(Records shown Opens)
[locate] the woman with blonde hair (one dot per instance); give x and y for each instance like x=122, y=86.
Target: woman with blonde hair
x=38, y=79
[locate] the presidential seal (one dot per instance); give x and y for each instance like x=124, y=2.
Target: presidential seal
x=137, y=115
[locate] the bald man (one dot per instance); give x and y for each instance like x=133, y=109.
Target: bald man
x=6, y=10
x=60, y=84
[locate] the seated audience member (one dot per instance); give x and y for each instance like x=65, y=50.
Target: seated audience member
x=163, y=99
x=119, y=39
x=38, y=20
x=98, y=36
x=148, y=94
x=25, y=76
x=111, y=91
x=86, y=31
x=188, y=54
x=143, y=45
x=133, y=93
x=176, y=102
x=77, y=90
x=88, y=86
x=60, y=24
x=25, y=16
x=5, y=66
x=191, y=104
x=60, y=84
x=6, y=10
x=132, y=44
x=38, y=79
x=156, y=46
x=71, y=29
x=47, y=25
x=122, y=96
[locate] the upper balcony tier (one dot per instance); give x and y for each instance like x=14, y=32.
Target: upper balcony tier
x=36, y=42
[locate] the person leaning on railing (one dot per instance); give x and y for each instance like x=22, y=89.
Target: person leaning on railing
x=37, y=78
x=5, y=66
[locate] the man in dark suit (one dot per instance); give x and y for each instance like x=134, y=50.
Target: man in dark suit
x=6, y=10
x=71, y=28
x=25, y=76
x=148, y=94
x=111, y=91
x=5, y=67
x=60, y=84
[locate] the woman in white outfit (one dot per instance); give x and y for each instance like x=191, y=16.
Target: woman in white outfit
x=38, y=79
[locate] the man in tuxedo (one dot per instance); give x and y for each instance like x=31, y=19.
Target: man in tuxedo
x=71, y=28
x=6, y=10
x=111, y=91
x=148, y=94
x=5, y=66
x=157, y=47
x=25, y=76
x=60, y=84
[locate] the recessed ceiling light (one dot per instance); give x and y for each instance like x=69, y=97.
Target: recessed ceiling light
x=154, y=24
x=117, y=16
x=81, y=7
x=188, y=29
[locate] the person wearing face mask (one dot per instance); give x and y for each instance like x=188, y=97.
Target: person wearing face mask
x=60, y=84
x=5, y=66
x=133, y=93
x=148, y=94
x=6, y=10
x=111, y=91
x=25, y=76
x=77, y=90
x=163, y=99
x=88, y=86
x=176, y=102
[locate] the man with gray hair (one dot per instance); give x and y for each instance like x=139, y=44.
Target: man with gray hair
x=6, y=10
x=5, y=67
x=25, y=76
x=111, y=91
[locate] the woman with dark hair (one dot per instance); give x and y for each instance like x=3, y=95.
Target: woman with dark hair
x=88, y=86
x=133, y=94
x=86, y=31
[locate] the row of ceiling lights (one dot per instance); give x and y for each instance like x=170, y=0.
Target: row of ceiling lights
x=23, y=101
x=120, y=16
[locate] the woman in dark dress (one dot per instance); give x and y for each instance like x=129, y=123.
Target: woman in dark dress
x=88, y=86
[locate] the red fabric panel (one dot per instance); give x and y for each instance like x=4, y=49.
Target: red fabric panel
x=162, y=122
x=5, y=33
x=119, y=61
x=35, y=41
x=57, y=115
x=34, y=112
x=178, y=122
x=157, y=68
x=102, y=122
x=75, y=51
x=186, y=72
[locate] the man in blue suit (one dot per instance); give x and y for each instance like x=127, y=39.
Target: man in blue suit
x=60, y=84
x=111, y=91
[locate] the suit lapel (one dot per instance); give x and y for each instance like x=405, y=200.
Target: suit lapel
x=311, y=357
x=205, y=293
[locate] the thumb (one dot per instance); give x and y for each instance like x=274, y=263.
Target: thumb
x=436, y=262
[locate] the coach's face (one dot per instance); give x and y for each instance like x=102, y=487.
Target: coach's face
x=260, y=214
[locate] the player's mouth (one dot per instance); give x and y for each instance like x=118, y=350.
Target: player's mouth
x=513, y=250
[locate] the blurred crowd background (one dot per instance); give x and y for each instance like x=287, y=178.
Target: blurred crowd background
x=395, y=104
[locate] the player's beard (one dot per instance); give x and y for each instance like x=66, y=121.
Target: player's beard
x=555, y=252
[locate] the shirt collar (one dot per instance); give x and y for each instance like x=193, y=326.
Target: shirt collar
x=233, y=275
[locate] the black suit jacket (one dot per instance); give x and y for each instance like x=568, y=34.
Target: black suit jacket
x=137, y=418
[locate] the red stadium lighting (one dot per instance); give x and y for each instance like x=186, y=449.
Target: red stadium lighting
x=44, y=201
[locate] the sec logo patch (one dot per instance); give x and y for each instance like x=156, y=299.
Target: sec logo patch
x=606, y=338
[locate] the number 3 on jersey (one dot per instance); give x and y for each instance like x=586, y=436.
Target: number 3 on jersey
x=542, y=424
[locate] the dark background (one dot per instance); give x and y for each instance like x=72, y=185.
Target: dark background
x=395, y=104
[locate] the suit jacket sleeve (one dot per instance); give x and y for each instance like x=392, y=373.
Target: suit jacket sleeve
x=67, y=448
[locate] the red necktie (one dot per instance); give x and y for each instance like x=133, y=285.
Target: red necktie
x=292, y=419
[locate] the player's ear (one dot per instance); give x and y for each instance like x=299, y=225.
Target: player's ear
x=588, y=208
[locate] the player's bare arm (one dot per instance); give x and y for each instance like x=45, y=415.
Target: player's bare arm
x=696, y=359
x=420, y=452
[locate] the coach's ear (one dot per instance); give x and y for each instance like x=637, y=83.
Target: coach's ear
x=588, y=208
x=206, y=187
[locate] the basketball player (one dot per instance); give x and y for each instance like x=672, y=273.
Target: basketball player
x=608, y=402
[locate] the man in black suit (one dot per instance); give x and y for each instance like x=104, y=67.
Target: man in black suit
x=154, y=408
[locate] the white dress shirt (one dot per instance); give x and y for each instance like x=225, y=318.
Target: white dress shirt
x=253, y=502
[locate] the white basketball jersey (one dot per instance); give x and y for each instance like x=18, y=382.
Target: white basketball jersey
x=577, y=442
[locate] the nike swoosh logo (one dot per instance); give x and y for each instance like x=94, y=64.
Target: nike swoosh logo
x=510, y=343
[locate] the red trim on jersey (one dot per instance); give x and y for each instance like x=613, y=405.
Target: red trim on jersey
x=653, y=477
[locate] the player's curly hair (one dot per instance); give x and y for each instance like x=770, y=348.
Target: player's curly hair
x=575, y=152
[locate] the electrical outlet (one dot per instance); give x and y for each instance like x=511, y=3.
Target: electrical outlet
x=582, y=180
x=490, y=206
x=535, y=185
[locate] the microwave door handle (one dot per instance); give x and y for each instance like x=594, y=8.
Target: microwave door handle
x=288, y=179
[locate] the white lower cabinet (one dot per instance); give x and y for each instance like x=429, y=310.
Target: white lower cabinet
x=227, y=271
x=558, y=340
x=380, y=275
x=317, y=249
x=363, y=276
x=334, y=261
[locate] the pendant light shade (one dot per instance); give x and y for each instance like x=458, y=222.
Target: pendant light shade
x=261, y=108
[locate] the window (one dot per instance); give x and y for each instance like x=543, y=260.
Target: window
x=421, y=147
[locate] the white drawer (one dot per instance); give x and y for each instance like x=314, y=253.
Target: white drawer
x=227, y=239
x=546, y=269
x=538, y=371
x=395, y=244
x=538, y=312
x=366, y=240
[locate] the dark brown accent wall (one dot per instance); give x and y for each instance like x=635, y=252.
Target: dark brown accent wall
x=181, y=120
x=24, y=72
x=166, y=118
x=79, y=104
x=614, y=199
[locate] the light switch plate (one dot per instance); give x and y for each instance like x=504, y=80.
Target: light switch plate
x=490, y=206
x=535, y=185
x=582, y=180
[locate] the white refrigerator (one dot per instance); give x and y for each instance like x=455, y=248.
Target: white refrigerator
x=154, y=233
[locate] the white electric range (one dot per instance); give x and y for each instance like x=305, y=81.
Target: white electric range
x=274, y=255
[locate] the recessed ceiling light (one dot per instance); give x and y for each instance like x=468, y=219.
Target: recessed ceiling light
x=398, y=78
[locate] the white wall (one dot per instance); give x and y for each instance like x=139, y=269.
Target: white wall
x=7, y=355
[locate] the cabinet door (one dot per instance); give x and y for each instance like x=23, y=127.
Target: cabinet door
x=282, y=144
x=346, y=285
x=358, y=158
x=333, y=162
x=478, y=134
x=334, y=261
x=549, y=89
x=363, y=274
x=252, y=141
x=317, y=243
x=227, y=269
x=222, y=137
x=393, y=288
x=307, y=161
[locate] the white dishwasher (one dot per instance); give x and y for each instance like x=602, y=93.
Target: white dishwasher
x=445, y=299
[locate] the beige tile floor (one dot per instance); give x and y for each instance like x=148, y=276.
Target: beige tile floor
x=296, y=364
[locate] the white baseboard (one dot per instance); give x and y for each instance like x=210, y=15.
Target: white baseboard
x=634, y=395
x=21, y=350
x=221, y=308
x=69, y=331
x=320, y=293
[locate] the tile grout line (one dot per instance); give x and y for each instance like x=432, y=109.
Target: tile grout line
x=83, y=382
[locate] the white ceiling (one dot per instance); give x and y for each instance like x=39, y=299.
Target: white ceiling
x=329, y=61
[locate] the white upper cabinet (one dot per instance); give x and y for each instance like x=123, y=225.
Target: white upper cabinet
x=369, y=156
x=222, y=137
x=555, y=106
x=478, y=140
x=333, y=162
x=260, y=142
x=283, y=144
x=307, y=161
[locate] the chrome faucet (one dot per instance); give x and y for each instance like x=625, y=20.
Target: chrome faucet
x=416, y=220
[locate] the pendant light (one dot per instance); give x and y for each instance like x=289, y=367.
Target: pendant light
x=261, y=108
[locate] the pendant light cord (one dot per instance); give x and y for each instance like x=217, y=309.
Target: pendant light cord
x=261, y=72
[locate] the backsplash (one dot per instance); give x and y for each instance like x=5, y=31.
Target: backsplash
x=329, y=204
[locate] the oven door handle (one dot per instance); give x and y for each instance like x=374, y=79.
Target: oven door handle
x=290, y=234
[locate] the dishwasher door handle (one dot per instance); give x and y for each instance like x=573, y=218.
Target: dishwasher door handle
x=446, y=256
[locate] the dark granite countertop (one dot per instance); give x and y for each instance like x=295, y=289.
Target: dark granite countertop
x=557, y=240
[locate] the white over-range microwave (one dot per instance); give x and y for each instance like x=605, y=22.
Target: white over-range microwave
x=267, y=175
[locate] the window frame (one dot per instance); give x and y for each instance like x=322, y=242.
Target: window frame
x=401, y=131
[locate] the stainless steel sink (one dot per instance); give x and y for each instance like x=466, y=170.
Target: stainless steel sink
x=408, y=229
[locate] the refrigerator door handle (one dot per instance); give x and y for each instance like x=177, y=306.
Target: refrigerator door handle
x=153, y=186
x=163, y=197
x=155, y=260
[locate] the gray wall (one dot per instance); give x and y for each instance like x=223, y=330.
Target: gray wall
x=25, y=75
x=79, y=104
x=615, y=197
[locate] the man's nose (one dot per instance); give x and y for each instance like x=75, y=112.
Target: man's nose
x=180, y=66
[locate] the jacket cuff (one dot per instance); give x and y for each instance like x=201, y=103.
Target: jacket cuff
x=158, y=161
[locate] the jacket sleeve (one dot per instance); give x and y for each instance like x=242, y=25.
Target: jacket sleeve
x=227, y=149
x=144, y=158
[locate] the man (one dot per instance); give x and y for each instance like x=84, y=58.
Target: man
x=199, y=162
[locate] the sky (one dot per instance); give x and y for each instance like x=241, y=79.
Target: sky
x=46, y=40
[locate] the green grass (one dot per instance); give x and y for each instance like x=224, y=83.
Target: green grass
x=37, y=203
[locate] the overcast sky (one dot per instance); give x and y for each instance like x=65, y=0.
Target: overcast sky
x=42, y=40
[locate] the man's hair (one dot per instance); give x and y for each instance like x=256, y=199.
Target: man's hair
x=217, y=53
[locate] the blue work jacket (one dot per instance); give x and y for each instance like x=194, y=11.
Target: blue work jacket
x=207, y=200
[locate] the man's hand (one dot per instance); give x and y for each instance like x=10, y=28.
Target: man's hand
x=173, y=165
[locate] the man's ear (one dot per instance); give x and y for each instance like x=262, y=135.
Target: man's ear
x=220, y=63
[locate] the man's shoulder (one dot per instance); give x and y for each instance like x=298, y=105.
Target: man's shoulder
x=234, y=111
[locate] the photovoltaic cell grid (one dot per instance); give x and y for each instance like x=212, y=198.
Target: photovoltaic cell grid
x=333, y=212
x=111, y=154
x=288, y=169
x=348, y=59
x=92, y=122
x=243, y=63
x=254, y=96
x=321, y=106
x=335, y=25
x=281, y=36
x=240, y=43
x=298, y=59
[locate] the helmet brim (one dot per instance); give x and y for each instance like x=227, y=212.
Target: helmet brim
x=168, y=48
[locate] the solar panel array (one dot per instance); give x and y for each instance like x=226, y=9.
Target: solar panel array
(Records shown Closes)
Looking at the entries above, state how many lines contain "array"; give the number alone.

2